• Exercise
Pull every line from the listing below and copy each one character for character, keeping the original order.

• Extracted information
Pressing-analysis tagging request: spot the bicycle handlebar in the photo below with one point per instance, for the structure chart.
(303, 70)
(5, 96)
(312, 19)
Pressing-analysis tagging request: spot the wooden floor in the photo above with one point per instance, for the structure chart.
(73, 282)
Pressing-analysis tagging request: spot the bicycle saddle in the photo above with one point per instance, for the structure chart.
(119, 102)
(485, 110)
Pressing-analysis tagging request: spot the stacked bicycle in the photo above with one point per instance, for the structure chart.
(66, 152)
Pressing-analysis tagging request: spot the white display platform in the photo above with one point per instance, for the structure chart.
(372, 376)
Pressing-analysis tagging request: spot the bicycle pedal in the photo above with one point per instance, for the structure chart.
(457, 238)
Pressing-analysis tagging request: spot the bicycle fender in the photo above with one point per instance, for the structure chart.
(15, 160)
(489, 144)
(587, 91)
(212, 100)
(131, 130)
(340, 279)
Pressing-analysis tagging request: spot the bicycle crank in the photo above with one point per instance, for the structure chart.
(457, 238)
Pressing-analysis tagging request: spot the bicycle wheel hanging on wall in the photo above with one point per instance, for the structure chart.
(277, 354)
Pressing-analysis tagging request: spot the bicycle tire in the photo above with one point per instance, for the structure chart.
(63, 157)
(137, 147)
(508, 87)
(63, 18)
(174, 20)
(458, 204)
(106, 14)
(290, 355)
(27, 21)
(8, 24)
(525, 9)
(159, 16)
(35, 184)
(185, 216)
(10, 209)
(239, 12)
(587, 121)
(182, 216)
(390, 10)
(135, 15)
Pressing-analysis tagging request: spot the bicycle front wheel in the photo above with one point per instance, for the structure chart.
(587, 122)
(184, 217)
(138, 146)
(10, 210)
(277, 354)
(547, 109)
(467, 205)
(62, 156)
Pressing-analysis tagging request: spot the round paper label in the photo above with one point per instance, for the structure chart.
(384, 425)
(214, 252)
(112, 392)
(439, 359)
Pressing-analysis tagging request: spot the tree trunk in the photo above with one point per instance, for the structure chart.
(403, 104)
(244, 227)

• Output of the exercise
Pressing-analysis tagging request: spot the bicycle handlebar in the photo below with one point per instance, for the structure chart.
(303, 70)
(5, 96)
(312, 19)
Pressing-analysis tagging request: spot the wooden floor in the photo above with one point per instance, for the structure chart.
(73, 282)
Pressing-analysis tagging request: spot the bicycle saddle in the photo above with one point per instance, for the structure chart.
(119, 102)
(485, 110)
Pressing-analysis tagging request: spot the stacked bicycle in the photo above with one point per instance, for the structure chart.
(66, 152)
Pressing-analysis tagging request: spot the white display platform in the photo above with one point per instance, for the structure chart.
(372, 376)
Pressing-analysis tagging request: spot the bicycle pedal in the photo above with one point per instance, for the structure chart.
(457, 238)
Pressing-analysis tagging request: spot the bicycle fender in the photo above with one point per instance, for the structure chart.
(15, 160)
(489, 144)
(587, 91)
(212, 100)
(131, 130)
(340, 279)
Pressing-analysis tagging request: spot the bicycle crank in the photo above with one point per instance, for the structure chart.
(457, 238)
Pressing-analysis tagging request: spot the bicycle wheel hanging on wall in the photo above with one point per instance, for the structure chart.
(277, 354)
Pressing-analysis tagging request: spot the bicycle tire in the photo above with one point per instance, for the structure chart.
(63, 157)
(137, 147)
(508, 87)
(63, 18)
(174, 20)
(458, 204)
(106, 14)
(290, 355)
(27, 21)
(8, 24)
(525, 9)
(159, 16)
(35, 184)
(185, 216)
(10, 209)
(239, 12)
(587, 121)
(182, 216)
(390, 10)
(135, 15)
Pressing-analysis tagging request: spot the bicycle front wheel in the photo above with one point per instance, for the structure chart.
(587, 122)
(184, 217)
(138, 146)
(10, 210)
(277, 354)
(547, 109)
(467, 205)
(62, 156)
Pressing-analysis tagging request: spot the round paper label in the photo above with one point per instance, for the structure chart.
(384, 425)
(214, 252)
(112, 392)
(439, 359)
Pressing-analysis tagging request: spot the tree trunk in the photo above with one point per instance, for the structure chart.
(403, 104)
(244, 227)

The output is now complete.